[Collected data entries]
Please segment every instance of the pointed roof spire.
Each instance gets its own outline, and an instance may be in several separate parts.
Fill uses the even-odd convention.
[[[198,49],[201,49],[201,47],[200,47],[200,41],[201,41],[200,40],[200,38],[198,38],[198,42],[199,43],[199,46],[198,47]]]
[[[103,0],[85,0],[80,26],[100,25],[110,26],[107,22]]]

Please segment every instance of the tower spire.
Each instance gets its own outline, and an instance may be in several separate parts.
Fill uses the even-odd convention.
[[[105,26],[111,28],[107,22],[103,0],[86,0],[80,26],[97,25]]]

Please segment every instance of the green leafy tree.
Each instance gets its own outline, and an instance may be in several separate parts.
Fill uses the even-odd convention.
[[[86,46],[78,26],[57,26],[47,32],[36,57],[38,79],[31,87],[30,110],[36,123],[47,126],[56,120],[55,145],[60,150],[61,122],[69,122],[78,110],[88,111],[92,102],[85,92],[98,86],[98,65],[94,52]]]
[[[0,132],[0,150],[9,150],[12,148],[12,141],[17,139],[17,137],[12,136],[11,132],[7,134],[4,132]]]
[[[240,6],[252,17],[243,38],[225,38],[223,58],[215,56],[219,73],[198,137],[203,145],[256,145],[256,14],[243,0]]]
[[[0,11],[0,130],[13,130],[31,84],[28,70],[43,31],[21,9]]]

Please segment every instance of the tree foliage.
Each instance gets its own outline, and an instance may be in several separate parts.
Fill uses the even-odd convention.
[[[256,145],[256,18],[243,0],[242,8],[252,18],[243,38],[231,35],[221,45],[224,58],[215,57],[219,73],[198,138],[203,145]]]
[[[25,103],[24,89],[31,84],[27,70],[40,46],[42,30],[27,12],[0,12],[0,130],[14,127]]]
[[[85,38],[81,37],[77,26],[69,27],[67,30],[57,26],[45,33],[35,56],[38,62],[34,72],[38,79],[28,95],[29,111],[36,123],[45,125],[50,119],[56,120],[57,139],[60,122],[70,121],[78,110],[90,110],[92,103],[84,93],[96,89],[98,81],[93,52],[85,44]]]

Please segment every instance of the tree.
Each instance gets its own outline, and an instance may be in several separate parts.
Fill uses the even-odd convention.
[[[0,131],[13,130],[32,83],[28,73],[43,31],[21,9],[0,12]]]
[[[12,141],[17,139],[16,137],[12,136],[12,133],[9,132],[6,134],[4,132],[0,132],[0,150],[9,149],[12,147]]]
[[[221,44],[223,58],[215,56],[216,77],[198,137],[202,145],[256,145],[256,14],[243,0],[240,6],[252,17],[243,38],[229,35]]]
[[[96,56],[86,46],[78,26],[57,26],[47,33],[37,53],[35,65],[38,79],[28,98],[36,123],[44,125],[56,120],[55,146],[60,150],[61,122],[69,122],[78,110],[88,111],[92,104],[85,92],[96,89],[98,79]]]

STATED EXERCISE:
Rewrite every line of the records above, replacing "even-odd" with "nonzero" wherever it occurs and leaving everything else unchanged.

FULL RESPONSE:
Please segment every instance of the pointed roof spire.
Each instance gets its own outline, and an instance may be in several separate parts.
Fill uses the nonzero convention.
[[[198,49],[201,49],[201,47],[200,47],[200,41],[201,41],[200,40],[200,38],[198,38],[198,42],[199,43],[199,46],[198,47]]]
[[[103,0],[85,0],[80,26],[100,25],[110,26],[107,22]]]

Please segment every instance of the tower spire.
Each instance gets its own outline, and an instance may be in several separate parts.
Fill uses the nonzero convention.
[[[105,26],[111,28],[107,22],[103,0],[86,0],[80,26],[97,25]]]

Please segment every instance of the green leafy tree.
Each instance gets its own outline, and an instance may be in several separate parts.
Fill uses the nonzero convention.
[[[86,46],[78,26],[57,26],[47,32],[36,57],[38,79],[31,87],[30,110],[36,123],[47,126],[56,120],[55,145],[60,150],[61,122],[69,122],[78,110],[88,111],[92,102],[85,92],[98,86],[98,65],[94,52]]]
[[[0,132],[0,150],[9,150],[12,148],[12,141],[17,139],[17,137],[12,136],[11,132],[7,134],[4,132]]]
[[[240,6],[252,17],[243,38],[225,38],[223,58],[215,56],[219,73],[198,137],[203,145],[256,145],[256,14],[243,0]]]
[[[0,11],[0,130],[13,130],[31,84],[28,70],[43,31],[21,9]]]

Please segment every instance of the tree foliage.
Each instance gets its own outline, and an instance may be in several separate parts.
Fill uses the nonzero convention.
[[[256,145],[256,18],[243,0],[242,8],[252,18],[243,38],[231,35],[221,45],[224,58],[215,57],[219,73],[198,138],[203,145]]]
[[[25,103],[24,89],[31,84],[27,70],[40,46],[42,30],[27,12],[0,12],[0,130],[14,127]]]
[[[85,38],[81,37],[77,26],[69,27],[67,30],[57,26],[45,33],[35,56],[38,62],[34,72],[38,79],[28,95],[29,111],[36,123],[45,125],[50,119],[56,120],[57,139],[60,122],[70,121],[78,110],[90,110],[92,103],[84,93],[96,89],[98,81],[93,52],[85,44]]]

Please segment every instance of the tree.
Each instance gets its own outline, and an instance may be in several separate parts.
Fill uses the nonzero convention.
[[[0,131],[13,130],[32,83],[28,73],[43,31],[21,9],[0,12]]]
[[[12,141],[17,139],[16,137],[12,136],[12,133],[9,132],[6,134],[4,132],[0,132],[0,150],[9,149],[12,147]]]
[[[221,44],[223,58],[215,56],[216,77],[198,137],[202,145],[256,145],[256,14],[243,0],[240,6],[252,17],[243,38],[229,35]]]
[[[96,56],[86,46],[78,26],[57,26],[47,33],[37,53],[35,65],[38,79],[28,98],[36,123],[44,125],[56,120],[55,146],[60,150],[61,122],[69,122],[78,110],[88,111],[92,104],[85,92],[96,89],[98,79]]]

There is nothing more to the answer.